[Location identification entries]
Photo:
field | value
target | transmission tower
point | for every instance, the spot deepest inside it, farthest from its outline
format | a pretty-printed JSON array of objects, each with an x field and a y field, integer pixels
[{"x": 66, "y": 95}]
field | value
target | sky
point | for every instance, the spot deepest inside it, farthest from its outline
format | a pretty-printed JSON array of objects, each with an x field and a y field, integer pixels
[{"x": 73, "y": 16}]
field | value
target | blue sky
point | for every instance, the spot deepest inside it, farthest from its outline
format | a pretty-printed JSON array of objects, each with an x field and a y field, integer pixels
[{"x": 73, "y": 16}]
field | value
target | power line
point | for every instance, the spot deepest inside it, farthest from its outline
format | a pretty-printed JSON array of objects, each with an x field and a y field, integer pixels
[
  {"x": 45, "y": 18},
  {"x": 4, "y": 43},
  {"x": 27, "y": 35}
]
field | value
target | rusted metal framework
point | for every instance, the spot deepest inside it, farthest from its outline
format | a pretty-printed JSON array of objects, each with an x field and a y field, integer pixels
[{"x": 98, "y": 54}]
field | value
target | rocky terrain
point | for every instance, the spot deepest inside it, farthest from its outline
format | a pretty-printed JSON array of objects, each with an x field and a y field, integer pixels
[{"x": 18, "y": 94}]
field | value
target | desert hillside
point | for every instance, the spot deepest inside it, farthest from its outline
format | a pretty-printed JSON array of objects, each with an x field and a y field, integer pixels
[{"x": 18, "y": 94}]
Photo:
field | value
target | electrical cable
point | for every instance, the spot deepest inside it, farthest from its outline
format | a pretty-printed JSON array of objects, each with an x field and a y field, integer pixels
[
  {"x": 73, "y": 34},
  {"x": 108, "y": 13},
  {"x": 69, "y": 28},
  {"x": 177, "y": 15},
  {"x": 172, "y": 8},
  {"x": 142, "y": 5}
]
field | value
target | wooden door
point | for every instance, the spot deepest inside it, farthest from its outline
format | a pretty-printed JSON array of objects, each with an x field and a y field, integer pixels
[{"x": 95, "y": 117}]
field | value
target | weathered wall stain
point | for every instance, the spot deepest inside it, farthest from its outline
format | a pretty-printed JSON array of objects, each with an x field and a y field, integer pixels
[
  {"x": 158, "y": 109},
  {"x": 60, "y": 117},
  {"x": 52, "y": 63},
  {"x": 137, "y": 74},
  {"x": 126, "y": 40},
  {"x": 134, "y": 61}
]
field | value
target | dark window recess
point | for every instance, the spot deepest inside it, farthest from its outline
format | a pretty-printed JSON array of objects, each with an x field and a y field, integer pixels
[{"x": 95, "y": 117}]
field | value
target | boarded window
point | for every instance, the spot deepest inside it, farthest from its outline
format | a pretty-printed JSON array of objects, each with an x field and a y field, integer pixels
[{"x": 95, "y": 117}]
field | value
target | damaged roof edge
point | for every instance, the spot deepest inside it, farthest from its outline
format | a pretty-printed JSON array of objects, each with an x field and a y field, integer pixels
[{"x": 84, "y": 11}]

TASK DIRECTIONS: Exactly reproduce all of the entries.

OUTPUT OF THE TASK:
Photo:
field | value
target | transmission tower
point | for every instance, the spot deepest inside it, farthest from its outline
format | a pretty-printed JSON array of objects, each with an x field and a y field, integer pixels
[{"x": 66, "y": 95}]
field | value
target | sky
point | for every instance, the spot deepest inside it, farthest from its outline
format | a pretty-printed JSON array of objects, each with an x field and a y field, integer pixels
[{"x": 73, "y": 16}]
field | value
target | blue sky
point | for every instance, the spot deepest inside it, farthest from its outline
format | a pretty-printed JSON array of objects, each with an x field and a y field, integer pixels
[{"x": 73, "y": 16}]
field | value
target | power line
point | for every instance, the spot deepest inside it, farthest from its outline
format | a pretty-printed JSON array of objects, each with an x field and a y field, integer pixels
[
  {"x": 45, "y": 18},
  {"x": 4, "y": 43},
  {"x": 27, "y": 35}
]
field | value
target | rusted metal framework
point | for every instance, the spot deepest inside it, farthest from its outline
format | a pretty-printed JSON array of objects, each with an x field and a y field, integer pixels
[{"x": 98, "y": 54}]
field | value
target | rocky terrain
point | for every instance, the spot deepest inside it, farthest from its outline
format | a pretty-printed JSON array of objects, each with an x field and a y field, integer pixels
[{"x": 18, "y": 94}]
field | value
target | desert hillside
point | for every instance, the spot deepest inside it, farthest from its outline
format | a pretty-printed JSON array of objects, each with an x field and a y field, integer pixels
[{"x": 18, "y": 94}]
Photo:
field | value
target | electrical cable
point | for every instance, the spot deepest inside it, farthest from its outline
format | a pretty-printed JSON array of objects, each with an x field and a y field, integer pixels
[
  {"x": 73, "y": 34},
  {"x": 108, "y": 13},
  {"x": 69, "y": 28},
  {"x": 177, "y": 15},
  {"x": 172, "y": 8},
  {"x": 142, "y": 5}
]
field | value
target | wooden door
point | for every instance, the spot deepest inside it, farthest from its outline
format | a pretty-printed JSON array of objects, each with an x field and a y field, integer pixels
[{"x": 95, "y": 117}]
field | value
target | weathered wall stain
point | for every instance, the spot deepest inside it, farthest from its outline
format | a pretty-printed JSON array of objects, each with an x field and a y field, integer pixels
[
  {"x": 158, "y": 109},
  {"x": 60, "y": 117},
  {"x": 52, "y": 63},
  {"x": 137, "y": 74},
  {"x": 126, "y": 40},
  {"x": 134, "y": 61}
]
field | value
target | dark window recess
point | for every instance, the spot deepest inside it, farthest from its outline
format | a pretty-printed JSON array of objects, each with an x field and a y field, integer pixels
[{"x": 95, "y": 117}]
field | value
target | boarded window
point | for every instance, the spot deepest inside it, farthest from its outline
format | a pretty-printed JSON array of objects, each with an x field and a y field, integer pixels
[{"x": 95, "y": 117}]
field | value
target | damaged roof edge
point | for every instance, the spot deepest inside it, farthest from its outline
format | a pretty-printed JSON array of objects, each with an x field and a y field, integer pixels
[{"x": 84, "y": 11}]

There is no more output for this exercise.